● Records for this exercise:
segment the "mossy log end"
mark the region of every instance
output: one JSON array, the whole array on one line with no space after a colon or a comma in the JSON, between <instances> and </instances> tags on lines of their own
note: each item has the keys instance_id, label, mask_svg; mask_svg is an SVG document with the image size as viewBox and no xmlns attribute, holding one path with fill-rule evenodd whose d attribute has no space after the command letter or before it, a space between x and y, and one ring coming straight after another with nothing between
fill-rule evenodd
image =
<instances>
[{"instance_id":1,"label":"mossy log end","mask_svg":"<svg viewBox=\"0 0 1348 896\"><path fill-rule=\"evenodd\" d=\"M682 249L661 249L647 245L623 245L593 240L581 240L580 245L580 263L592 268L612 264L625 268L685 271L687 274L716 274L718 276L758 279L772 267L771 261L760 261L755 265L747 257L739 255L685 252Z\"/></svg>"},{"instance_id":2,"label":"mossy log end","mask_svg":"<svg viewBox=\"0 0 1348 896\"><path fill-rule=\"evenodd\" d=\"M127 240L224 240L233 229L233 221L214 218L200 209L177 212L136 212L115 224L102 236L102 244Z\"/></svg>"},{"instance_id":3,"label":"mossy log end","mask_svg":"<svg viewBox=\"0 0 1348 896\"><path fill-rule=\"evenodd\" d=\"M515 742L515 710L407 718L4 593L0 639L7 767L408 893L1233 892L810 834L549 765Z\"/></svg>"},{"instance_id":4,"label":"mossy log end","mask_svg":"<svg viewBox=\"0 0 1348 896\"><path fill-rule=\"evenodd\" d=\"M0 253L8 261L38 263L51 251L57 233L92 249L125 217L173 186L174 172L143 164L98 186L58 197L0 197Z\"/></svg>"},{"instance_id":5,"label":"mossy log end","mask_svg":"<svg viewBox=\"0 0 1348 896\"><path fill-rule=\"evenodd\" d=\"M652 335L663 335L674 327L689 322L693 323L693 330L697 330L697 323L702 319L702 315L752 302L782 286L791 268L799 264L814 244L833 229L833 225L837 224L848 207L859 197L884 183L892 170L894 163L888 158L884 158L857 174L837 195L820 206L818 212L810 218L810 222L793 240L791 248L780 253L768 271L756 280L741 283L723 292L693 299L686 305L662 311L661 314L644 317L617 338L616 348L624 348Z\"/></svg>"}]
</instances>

● Brief:
Copy the listing above line for line, changing nothing.

● Exercise answer:
segment the "mossy log end"
mark the region of every instance
output: one JSON array, the whole array on one line with no space after a colon or a comma in the JSON, between <instances> and </instances> tags on lines of their own
note: each item has the keys instance_id, label, mask_svg; mask_svg is an SVG document with the image size as viewBox and no xmlns attribute, holding one path with fill-rule evenodd whose d attribute has no space after the command letter or before it, a space between x and y, and one ring coming straight after another with nothing between
fill-rule evenodd
image =
<instances>
[{"instance_id":1,"label":"mossy log end","mask_svg":"<svg viewBox=\"0 0 1348 896\"><path fill-rule=\"evenodd\" d=\"M682 249L661 249L647 245L623 245L593 240L581 240L580 245L580 263L592 268L612 264L625 268L685 271L687 274L716 274L718 276L758 279L772 267L771 261L760 261L755 265L747 257L739 255L685 252Z\"/></svg>"},{"instance_id":2,"label":"mossy log end","mask_svg":"<svg viewBox=\"0 0 1348 896\"><path fill-rule=\"evenodd\" d=\"M127 240L224 240L233 229L233 221L214 218L200 209L177 212L136 212L115 224L102 236L102 244Z\"/></svg>"},{"instance_id":3,"label":"mossy log end","mask_svg":"<svg viewBox=\"0 0 1348 896\"><path fill-rule=\"evenodd\" d=\"M515 742L515 710L407 718L4 593L0 639L7 767L408 893L1233 892L810 834L549 765Z\"/></svg>"},{"instance_id":4,"label":"mossy log end","mask_svg":"<svg viewBox=\"0 0 1348 896\"><path fill-rule=\"evenodd\" d=\"M0 253L8 261L38 263L51 251L57 233L92 249L125 217L173 186L174 172L143 164L98 186L58 197L0 197Z\"/></svg>"},{"instance_id":5,"label":"mossy log end","mask_svg":"<svg viewBox=\"0 0 1348 896\"><path fill-rule=\"evenodd\" d=\"M652 335L663 335L674 327L689 322L693 323L693 330L697 330L697 323L702 319L702 315L752 302L782 286L791 268L799 264L814 244L833 229L833 225L837 224L848 207L859 197L884 183L892 170L894 163L888 158L884 158L857 174L837 195L820 206L818 212L810 218L810 222L793 240L791 248L780 253L768 271L756 280L741 283L723 292L693 299L686 305L662 311L661 314L644 317L617 338L616 348L624 348Z\"/></svg>"}]
</instances>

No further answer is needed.